*PAGE EXTRACT*
▬▬▬▬▬▬
WO2002080576A1 - Method of multiplexing a number of video signals with a compressor - Google Patents

Abstract

The invention relates to a method of and an apparatus for multiplexing a number of video signals. According to the invention, the video signals are reduced in their information, combined into a single video signal, and then the video signal is compressed by one compressor. This saves circuits for compressors.

Description

Method of multiplexing a number of video signals with a compressor

The invention relates to a method of multiplexing a number of video signals with a compressor.

In order to be able to transmit a video signal digitally, a standard has been defined by ISO/TEC and laid down as MPEG2 Standard ISO/IEC 13818 for video compression, audio compression and multimedia multiplexing. EP 0 855 840 Al, starting from this standard, explains in more detail a system with a digital signal multiplexer and a digital signal demultiplexer. In the multiplexer of this system a first number of digital video signals are first multiplexed into a multiplexed digital signal in order to send this to the demultiplexer of this system. The digital video signals are all television signals for broadcast programmes. Each programme is alternatively also referred to as a channel. Each digital video signal contains either a digital audio signal or a data signal or both. Digital signals coming from video sources are coded, packed, multiplexed in the multiplexer and then passed as a serial data stream to a transfer section. On the other side of the transfer section a signal of a television channel is filtered out from the serial data stream. The multiplexer, however, is not explained in detail here and no process of compression is specified.

The object of the present invention accordingly is to specify a A method of compression. The multiplexer should have a simple computer structure of a memory and control.
▬▬▬▬▬▬
*ENTRIES*

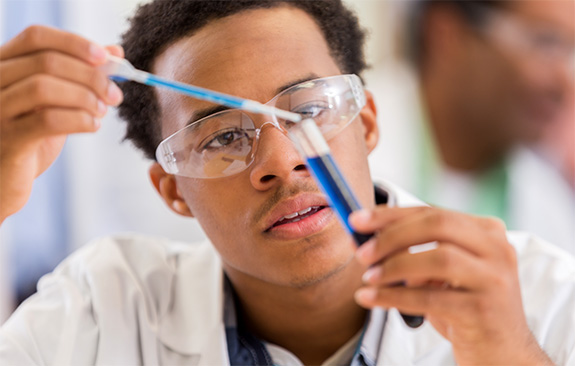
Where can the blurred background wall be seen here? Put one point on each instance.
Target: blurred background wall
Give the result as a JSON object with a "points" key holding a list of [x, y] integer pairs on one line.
{"points": [[99, 185]]}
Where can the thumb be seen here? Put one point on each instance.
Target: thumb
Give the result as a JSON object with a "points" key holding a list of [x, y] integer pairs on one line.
{"points": [[115, 50]]}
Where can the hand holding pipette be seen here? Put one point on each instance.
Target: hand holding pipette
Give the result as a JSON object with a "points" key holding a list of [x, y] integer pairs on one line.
{"points": [[121, 69], [307, 137]]}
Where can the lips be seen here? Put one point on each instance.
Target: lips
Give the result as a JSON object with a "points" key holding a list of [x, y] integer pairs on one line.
{"points": [[299, 216]]}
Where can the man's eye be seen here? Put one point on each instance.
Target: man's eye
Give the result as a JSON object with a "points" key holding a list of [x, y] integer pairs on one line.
{"points": [[311, 110], [223, 139]]}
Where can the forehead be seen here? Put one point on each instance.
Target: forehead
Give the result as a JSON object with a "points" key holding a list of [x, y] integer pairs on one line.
{"points": [[556, 13], [250, 54]]}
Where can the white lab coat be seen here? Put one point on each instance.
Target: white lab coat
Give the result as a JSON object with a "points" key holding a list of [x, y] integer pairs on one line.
{"points": [[139, 300], [538, 199]]}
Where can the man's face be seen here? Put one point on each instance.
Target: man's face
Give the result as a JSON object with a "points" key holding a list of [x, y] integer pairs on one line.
{"points": [[516, 73], [254, 54]]}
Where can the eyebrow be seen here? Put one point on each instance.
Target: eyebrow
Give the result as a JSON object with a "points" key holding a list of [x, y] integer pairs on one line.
{"points": [[202, 113]]}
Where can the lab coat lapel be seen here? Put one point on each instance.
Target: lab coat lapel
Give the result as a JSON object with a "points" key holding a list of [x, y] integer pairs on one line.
{"points": [[403, 346], [194, 324]]}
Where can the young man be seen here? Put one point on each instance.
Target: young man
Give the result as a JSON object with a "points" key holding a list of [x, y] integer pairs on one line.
{"points": [[293, 290]]}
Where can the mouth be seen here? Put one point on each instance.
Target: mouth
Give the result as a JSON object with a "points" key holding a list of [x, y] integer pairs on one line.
{"points": [[297, 216]]}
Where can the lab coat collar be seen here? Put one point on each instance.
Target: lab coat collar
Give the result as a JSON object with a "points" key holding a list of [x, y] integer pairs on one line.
{"points": [[403, 346], [193, 325]]}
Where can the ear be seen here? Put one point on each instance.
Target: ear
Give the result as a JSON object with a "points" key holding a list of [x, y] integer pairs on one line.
{"points": [[368, 116], [166, 186]]}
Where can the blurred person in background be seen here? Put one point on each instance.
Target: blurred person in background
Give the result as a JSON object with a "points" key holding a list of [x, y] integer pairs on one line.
{"points": [[493, 78], [278, 282], [558, 143]]}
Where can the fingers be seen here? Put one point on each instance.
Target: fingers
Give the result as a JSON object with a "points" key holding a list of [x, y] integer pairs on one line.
{"points": [[41, 91], [37, 38], [49, 122], [445, 304], [115, 50], [61, 66], [402, 228], [447, 264]]}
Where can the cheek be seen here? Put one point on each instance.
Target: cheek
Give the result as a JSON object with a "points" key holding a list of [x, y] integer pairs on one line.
{"points": [[217, 208]]}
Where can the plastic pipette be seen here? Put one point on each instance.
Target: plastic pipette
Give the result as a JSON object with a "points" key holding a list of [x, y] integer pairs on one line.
{"points": [[314, 149], [121, 69]]}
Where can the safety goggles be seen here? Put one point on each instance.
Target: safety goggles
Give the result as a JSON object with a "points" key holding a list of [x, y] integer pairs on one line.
{"points": [[225, 143]]}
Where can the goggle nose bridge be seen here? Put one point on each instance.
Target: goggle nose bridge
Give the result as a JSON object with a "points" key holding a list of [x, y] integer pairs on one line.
{"points": [[275, 124]]}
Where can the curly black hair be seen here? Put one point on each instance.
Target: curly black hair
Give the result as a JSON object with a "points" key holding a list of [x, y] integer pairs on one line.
{"points": [[160, 23]]}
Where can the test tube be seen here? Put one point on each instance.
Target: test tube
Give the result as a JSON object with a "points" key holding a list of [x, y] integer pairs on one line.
{"points": [[314, 149]]}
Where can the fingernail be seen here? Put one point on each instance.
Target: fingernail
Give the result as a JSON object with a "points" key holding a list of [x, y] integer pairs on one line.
{"points": [[366, 251], [371, 274], [114, 93], [97, 53], [366, 295], [102, 109]]}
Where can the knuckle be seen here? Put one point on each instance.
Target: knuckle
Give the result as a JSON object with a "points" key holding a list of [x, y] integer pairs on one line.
{"points": [[48, 119], [48, 62], [493, 224], [86, 121], [33, 35], [40, 88], [444, 258], [97, 81], [438, 219]]}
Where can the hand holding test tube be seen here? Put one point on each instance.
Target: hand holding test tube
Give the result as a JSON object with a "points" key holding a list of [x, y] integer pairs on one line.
{"points": [[315, 150], [307, 137]]}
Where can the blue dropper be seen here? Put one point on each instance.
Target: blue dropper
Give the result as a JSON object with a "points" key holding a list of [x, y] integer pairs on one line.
{"points": [[121, 70], [313, 147]]}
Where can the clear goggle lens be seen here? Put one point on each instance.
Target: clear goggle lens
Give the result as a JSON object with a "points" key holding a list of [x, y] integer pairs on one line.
{"points": [[225, 143]]}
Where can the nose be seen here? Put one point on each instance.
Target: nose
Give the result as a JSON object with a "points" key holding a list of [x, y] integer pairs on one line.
{"points": [[276, 159]]}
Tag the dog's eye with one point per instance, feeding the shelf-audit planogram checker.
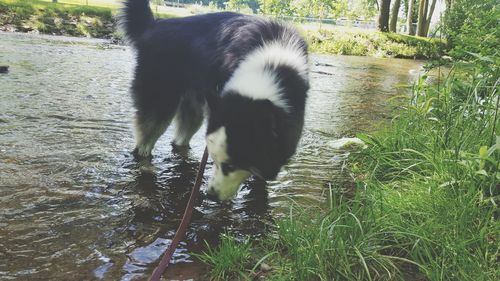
(227, 168)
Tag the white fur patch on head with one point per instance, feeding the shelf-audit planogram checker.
(225, 186)
(254, 78)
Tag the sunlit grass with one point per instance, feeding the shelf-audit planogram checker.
(359, 42)
(425, 206)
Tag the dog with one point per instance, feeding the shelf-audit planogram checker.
(248, 76)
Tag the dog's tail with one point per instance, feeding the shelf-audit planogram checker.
(135, 18)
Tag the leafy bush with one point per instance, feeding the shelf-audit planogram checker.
(365, 43)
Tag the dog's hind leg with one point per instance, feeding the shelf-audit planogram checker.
(149, 129)
(188, 118)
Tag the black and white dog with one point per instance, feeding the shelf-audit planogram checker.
(248, 74)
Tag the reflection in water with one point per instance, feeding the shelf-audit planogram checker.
(73, 202)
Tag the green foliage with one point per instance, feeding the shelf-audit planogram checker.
(472, 27)
(60, 19)
(425, 204)
(366, 43)
(229, 260)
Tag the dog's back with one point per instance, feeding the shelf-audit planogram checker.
(251, 71)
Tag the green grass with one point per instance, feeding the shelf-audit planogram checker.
(230, 254)
(358, 42)
(60, 18)
(425, 206)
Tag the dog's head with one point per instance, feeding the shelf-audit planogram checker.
(245, 137)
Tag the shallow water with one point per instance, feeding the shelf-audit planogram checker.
(73, 203)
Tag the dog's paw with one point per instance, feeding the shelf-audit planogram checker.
(140, 156)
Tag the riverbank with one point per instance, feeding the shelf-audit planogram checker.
(362, 42)
(424, 205)
(100, 22)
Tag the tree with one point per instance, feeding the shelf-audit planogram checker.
(383, 16)
(424, 17)
(410, 17)
(394, 16)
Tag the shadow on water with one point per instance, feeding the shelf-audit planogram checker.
(73, 202)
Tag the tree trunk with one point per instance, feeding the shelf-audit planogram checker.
(394, 16)
(429, 17)
(383, 17)
(410, 17)
(422, 13)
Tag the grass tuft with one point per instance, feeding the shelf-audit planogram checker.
(425, 206)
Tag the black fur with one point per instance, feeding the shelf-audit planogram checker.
(184, 62)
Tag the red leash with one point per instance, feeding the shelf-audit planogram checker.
(181, 231)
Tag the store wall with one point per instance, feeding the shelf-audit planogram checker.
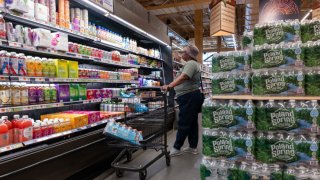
(135, 13)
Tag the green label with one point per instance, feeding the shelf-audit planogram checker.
(222, 146)
(274, 34)
(283, 150)
(276, 83)
(283, 118)
(273, 57)
(228, 85)
(223, 116)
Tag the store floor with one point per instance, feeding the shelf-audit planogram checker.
(182, 167)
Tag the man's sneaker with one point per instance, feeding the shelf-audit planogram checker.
(175, 152)
(190, 150)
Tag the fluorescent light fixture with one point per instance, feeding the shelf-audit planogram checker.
(306, 16)
(174, 45)
(234, 42)
(95, 6)
(136, 28)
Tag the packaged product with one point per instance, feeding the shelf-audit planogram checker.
(59, 41)
(277, 116)
(41, 12)
(17, 5)
(73, 69)
(63, 93)
(278, 82)
(311, 54)
(61, 68)
(310, 30)
(272, 56)
(229, 145)
(312, 82)
(42, 38)
(234, 83)
(74, 92)
(82, 91)
(231, 61)
(286, 149)
(31, 9)
(234, 116)
(277, 32)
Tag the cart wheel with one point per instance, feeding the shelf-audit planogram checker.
(119, 173)
(168, 160)
(129, 156)
(143, 175)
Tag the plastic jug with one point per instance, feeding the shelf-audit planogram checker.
(4, 140)
(10, 128)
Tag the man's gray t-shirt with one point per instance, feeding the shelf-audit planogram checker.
(192, 70)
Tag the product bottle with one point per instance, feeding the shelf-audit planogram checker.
(3, 32)
(14, 122)
(4, 140)
(24, 98)
(10, 128)
(37, 133)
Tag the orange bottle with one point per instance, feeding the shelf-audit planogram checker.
(24, 129)
(14, 122)
(10, 129)
(4, 140)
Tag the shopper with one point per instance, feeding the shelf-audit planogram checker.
(190, 100)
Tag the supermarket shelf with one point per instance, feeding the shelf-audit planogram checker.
(33, 23)
(67, 80)
(56, 135)
(250, 97)
(151, 68)
(70, 56)
(47, 106)
(74, 34)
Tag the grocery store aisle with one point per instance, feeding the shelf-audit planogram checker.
(186, 165)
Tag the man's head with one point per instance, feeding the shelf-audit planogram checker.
(190, 52)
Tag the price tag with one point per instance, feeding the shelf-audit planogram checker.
(14, 44)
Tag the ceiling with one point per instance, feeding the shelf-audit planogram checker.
(179, 16)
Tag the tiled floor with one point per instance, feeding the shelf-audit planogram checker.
(184, 167)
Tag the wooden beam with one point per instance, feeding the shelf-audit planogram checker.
(198, 33)
(195, 3)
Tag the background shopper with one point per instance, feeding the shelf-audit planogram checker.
(190, 100)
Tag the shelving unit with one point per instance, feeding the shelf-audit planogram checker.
(45, 153)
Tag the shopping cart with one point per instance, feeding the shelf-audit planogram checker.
(154, 129)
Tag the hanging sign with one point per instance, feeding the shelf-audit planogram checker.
(274, 10)
(106, 4)
(222, 18)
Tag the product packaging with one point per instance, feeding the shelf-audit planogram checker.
(285, 149)
(74, 92)
(82, 92)
(310, 30)
(278, 82)
(231, 61)
(42, 38)
(277, 32)
(235, 83)
(41, 12)
(234, 116)
(73, 69)
(17, 5)
(31, 9)
(63, 93)
(59, 41)
(61, 68)
(272, 56)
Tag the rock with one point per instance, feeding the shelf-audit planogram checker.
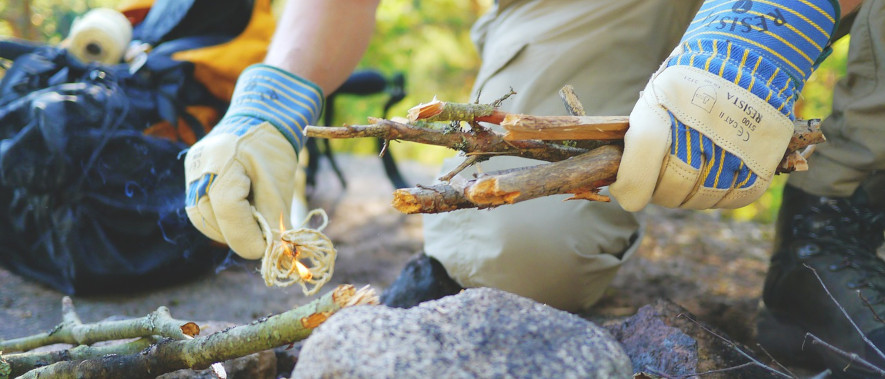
(477, 333)
(660, 340)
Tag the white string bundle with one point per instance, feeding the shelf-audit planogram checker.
(101, 35)
(279, 267)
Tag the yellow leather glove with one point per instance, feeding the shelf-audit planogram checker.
(250, 159)
(713, 123)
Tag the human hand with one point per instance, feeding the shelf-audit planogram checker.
(250, 158)
(714, 121)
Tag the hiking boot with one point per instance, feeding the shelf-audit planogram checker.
(838, 238)
(423, 279)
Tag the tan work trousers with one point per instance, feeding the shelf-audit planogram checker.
(854, 153)
(560, 253)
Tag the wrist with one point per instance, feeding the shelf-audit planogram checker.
(268, 94)
(791, 36)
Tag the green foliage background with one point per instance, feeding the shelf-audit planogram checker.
(429, 41)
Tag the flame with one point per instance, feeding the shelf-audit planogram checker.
(292, 250)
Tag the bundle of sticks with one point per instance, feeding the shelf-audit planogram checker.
(583, 152)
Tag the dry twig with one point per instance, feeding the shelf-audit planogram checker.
(579, 171)
(170, 355)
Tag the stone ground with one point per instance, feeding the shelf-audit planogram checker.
▬▬▬▬▬▬
*PROBLEMS AND TASKS*
1. What standard number does the patent extract on multiplexing video signals give for MPEG2?
2. Please carry on writing the patent extract on multiplexing video signals from the point where it stops.

*TASK-BY-TASK ANSWERS*
1. ISO/IEC 13818

2.
This object is achieved by means of the features of the parallel claims 1 to 4. According to a first embodiment of the invention, the video signals are reduced as regards their information, then combined into a single video signal, and the video signal is then compressed by the one compressor. This saves circuits for compressors. According to a second embodiment of the invention, television pictures of the video signals are stored alternately in a memory and then the television pictures are read out serially in blocks from the memory and compressed by a compressor. To achieve a high video compression rate, it is necessary for the correlation between successive images to be as high as possible. This, however, is only possible if only one camera is connected to the compressor. If several cameras are connected via an input switching device, the image after switching to another camera will be totally different from the preceding image. In this case the compression rate is very low, resulting in a high data flow. This problem is avoided with the storage and subsequent compression of successive images of a channel in blocks. According to a third embodiment of the invention, a first television picture of a sequence of several video signals is compressed by a compressor each time and stored as an intermediate image in a memory, whereupon subsequent images of the sequences are compressed alternately by the compressor in dependence on the intermediate image associated with the video signal in each case. Thus the television pictures of various video signals or various channels reach the compressor alternately, while nevertheless a high compression rate can be achieved by a time-delayed access to the associated intermediate images.

According to a fourth embodiment of the invention, a television picture of sequences of several video signals from a compressor is stored as a compressed intermediate image in a memory, and then successive images are compressed alternately by a second compressor in dependence on the relevant intermediate image. This process modification proposes a two-stage compression by means of which a single-image compression takes place in a first compressor in a first stage and a motion compression in a second compressor in a second stage. This compression is performed alternately by the two compressors for several video signals or video channels. In the second or motion compressor, the preceding image to be compared with the subsequent image of a channel is read from the memory with a time delay, so that a high compression rate can be achieved for the subsequent image to be compressed in each case.

In a simple embodiment, a multiplexer for the conversion of video signals into a serial digital data stream with a compressor comprises a partial image generator with a circuit designed to reduce video signal information and a further circuit designed to combine several video signals into one video signal. Thus only one video signal is compressed. In a further simple embodiment, a memory is arranged between an input switching device and a compressor in a multiplexer for converting a number of video signals into a serial digital data stream, which memory comprises means for alternate writing of digitized video signals and for reading of the digitized video signals serially in blocks. A block compression and hence a high data rate can be achieved by means of the memory. In a simple embodiment, the memory has two memories parts. While data are written into the one memory part, data are read from the second. This process is repeated alternately for the two memories parts.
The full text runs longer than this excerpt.